→ Set problem:
Starting at the line containing "Task: for every instance of the distant shoreline, drop" and ending at the end of the data, write those lines out again with "thickest part" swapped for "widest part" and nothing else altered. Omit the pictures from your answer.

Recorded data:
====
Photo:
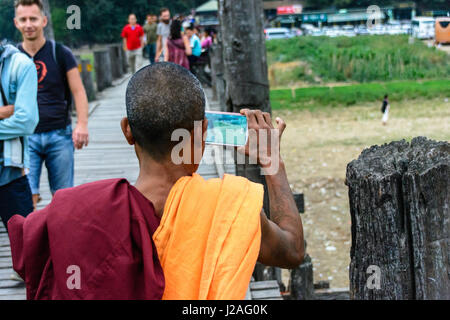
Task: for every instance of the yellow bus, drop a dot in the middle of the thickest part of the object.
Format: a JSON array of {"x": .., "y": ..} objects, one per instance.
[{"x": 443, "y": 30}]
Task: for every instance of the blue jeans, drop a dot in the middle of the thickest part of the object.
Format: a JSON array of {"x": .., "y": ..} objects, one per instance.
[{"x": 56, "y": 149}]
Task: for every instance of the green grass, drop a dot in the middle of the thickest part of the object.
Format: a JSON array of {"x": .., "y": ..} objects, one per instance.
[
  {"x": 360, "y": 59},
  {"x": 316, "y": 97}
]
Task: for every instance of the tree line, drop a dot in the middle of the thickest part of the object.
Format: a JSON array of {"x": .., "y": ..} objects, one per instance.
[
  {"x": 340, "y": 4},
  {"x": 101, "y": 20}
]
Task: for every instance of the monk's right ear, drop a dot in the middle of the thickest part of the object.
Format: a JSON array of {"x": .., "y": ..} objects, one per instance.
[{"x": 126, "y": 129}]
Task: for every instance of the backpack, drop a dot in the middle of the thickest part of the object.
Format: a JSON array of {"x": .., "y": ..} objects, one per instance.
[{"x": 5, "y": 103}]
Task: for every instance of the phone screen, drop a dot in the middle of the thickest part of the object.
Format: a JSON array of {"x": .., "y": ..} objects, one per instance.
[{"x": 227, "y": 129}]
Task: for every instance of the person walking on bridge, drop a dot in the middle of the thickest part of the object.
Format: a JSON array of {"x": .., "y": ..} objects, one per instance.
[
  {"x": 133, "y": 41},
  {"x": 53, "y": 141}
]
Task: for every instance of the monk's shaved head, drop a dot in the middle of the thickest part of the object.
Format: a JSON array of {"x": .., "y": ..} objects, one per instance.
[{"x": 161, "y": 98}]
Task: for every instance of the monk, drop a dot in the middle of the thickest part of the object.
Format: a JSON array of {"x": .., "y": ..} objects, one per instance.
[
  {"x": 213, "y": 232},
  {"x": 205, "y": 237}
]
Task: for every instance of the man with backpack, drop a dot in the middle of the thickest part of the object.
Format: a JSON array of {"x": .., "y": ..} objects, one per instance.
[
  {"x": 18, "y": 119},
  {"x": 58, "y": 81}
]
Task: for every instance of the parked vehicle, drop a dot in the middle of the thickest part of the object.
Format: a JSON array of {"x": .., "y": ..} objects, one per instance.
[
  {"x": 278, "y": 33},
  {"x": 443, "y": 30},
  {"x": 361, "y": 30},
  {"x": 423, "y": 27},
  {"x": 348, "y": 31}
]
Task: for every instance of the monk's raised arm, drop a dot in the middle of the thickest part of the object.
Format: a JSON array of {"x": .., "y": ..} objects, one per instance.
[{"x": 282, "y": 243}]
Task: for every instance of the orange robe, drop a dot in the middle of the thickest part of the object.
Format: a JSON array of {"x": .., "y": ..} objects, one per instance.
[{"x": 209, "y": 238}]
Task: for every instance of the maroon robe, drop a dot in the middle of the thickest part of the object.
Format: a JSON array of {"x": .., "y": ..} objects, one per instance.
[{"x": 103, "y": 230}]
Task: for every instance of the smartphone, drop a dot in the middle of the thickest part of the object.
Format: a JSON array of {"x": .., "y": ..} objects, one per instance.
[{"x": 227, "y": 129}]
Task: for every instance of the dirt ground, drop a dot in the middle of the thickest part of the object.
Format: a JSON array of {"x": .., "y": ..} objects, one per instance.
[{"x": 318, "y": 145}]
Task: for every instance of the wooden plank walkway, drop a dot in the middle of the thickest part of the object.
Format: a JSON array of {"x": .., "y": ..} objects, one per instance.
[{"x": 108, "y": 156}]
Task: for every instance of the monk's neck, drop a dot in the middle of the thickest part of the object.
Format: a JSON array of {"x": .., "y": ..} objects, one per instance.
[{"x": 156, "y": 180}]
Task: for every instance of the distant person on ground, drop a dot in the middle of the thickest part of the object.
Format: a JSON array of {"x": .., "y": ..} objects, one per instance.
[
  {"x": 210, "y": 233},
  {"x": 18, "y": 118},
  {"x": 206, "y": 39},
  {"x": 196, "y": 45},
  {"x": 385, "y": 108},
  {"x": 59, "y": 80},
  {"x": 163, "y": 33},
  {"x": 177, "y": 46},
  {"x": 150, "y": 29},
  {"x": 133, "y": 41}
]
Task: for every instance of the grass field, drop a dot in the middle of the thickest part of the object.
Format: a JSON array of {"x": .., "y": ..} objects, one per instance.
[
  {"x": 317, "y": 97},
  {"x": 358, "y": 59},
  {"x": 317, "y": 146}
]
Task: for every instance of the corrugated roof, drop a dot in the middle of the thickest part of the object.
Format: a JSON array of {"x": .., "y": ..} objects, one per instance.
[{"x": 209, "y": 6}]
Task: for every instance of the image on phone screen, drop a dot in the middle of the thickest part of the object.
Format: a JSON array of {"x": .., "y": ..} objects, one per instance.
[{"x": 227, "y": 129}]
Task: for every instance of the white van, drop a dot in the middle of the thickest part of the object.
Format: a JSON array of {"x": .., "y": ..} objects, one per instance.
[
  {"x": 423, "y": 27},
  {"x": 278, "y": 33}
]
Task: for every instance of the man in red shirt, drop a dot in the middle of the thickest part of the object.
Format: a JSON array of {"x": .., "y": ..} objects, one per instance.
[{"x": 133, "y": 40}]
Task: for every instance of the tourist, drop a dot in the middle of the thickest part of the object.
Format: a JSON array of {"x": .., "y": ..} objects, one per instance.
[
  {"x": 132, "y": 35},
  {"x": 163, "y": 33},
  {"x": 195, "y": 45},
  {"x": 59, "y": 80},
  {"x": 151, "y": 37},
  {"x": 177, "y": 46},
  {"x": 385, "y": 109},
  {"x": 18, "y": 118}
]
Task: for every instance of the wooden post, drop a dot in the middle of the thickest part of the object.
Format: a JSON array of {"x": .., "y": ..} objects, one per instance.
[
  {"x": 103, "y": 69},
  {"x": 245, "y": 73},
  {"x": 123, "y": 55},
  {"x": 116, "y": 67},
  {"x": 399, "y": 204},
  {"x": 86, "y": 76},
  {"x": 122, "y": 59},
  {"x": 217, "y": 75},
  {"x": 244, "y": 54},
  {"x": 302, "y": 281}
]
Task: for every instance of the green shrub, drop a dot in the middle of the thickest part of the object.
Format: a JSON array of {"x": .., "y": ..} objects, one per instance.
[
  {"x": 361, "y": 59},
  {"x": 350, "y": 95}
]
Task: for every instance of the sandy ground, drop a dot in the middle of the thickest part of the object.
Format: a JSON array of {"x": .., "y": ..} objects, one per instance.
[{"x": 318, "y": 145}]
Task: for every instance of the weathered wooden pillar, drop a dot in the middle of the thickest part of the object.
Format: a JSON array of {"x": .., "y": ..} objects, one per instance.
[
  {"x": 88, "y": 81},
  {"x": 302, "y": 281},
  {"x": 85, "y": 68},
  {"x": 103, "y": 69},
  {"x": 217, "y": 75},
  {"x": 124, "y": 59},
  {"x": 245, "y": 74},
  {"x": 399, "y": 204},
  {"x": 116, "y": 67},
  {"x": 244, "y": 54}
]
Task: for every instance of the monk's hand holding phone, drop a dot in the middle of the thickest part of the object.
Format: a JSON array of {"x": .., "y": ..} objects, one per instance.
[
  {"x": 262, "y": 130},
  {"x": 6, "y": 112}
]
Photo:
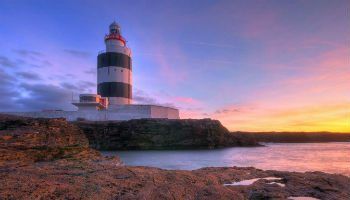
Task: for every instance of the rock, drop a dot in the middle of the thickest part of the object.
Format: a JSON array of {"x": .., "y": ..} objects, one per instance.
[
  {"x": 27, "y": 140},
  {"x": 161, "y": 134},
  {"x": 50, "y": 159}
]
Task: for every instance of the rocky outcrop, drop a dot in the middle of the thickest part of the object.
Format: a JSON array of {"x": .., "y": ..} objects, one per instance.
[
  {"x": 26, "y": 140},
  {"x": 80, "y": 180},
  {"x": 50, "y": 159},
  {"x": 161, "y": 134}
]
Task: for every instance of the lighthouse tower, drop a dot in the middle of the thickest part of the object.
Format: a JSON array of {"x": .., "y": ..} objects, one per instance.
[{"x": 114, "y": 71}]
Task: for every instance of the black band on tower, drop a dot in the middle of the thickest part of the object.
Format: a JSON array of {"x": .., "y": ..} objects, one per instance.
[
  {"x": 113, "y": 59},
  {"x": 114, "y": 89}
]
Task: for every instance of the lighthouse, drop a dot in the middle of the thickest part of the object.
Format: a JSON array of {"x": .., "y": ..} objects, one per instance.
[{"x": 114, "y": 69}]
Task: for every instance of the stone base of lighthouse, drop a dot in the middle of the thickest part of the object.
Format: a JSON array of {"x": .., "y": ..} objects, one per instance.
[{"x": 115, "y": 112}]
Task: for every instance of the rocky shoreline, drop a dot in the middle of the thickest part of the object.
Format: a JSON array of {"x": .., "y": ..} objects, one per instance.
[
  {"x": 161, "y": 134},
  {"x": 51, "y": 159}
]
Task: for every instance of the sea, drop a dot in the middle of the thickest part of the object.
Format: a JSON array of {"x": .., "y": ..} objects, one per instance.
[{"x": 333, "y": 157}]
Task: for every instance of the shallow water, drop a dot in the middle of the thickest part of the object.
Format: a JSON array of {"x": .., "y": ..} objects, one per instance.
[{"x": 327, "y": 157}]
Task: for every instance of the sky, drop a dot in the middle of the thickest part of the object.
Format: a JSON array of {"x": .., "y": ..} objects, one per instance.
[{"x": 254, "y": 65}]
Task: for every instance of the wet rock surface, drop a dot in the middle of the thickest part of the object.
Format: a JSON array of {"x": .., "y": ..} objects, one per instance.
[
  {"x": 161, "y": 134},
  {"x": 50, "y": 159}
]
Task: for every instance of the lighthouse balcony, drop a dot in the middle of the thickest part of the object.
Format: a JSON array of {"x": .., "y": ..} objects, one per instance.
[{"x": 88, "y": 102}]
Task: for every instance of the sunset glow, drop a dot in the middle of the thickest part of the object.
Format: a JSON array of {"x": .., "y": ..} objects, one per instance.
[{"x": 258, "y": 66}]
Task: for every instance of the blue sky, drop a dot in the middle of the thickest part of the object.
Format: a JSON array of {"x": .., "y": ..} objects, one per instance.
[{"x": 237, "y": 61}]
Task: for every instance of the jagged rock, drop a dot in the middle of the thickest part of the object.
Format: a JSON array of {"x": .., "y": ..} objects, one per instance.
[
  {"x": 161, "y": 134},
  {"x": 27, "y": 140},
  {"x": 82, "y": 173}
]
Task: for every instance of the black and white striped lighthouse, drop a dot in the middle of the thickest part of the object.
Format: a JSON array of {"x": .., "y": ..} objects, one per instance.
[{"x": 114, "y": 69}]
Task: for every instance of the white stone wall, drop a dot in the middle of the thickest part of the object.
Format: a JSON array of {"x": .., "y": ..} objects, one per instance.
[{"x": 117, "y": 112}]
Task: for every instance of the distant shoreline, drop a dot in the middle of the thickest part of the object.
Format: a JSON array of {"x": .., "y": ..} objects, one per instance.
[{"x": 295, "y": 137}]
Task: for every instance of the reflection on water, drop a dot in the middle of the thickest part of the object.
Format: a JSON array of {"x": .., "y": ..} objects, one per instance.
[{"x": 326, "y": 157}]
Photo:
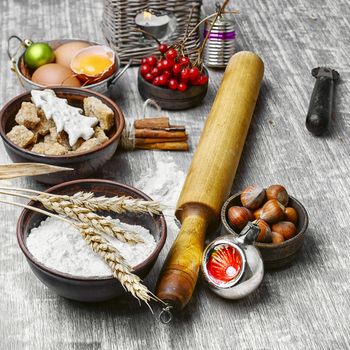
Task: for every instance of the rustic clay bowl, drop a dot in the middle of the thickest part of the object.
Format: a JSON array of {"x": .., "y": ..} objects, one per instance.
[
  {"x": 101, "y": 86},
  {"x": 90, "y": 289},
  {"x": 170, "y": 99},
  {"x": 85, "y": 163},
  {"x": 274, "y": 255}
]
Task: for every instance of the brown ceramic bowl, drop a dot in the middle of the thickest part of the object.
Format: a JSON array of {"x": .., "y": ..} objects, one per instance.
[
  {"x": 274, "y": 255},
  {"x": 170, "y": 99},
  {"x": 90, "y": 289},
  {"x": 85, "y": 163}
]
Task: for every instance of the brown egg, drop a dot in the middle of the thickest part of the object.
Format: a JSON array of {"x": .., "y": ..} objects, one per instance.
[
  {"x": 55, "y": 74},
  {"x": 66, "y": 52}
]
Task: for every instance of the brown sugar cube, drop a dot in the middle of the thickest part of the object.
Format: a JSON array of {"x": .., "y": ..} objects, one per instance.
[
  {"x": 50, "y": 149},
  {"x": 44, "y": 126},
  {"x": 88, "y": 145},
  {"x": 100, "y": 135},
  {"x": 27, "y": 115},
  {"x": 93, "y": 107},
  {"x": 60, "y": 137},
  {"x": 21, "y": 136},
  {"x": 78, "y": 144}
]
====
→ Task output:
Task: for every instance of the distant shoreline, drop a dot in the middle of the widest part of the object.
Format: a JSON array of {"x": .., "y": ..} objects, one per instance.
[{"x": 295, "y": 137}]
Task: for every instance of the reflection on water, drop a dot in the middle of the widest part of the object.
Format: a JSON array of {"x": .., "y": ..} objects, one per instance.
[{"x": 326, "y": 157}]
Photo:
Task: for every instance of the rustic clay bowl, drop a dot in the middle of the widest part of the object.
Format: a JSON array of {"x": .., "y": ..} objects, one per instance.
[
  {"x": 101, "y": 86},
  {"x": 90, "y": 289},
  {"x": 170, "y": 99},
  {"x": 85, "y": 163},
  {"x": 274, "y": 255}
]
Task: for every instance of the brown ceramic bowl, drop a dot in the middle of the widest part of the object.
Format: a JSON array of {"x": .., "y": ..} objects, one per instance.
[
  {"x": 274, "y": 255},
  {"x": 170, "y": 99},
  {"x": 90, "y": 289},
  {"x": 85, "y": 163}
]
Task: for every instance of the brown egg, drop a dot in the middle of the widest part of the object.
Format: a JSON array of {"x": .., "y": ..} objects, one per instance.
[
  {"x": 55, "y": 74},
  {"x": 66, "y": 52}
]
Task: for every instance of the brown sugar cube, drop a dot in the middle of the widest part of the object.
Format: a JSON array of {"x": .., "y": ..} objects, one per instance.
[
  {"x": 50, "y": 149},
  {"x": 44, "y": 126},
  {"x": 88, "y": 145},
  {"x": 100, "y": 135},
  {"x": 27, "y": 115},
  {"x": 93, "y": 107},
  {"x": 60, "y": 137},
  {"x": 21, "y": 136},
  {"x": 78, "y": 144}
]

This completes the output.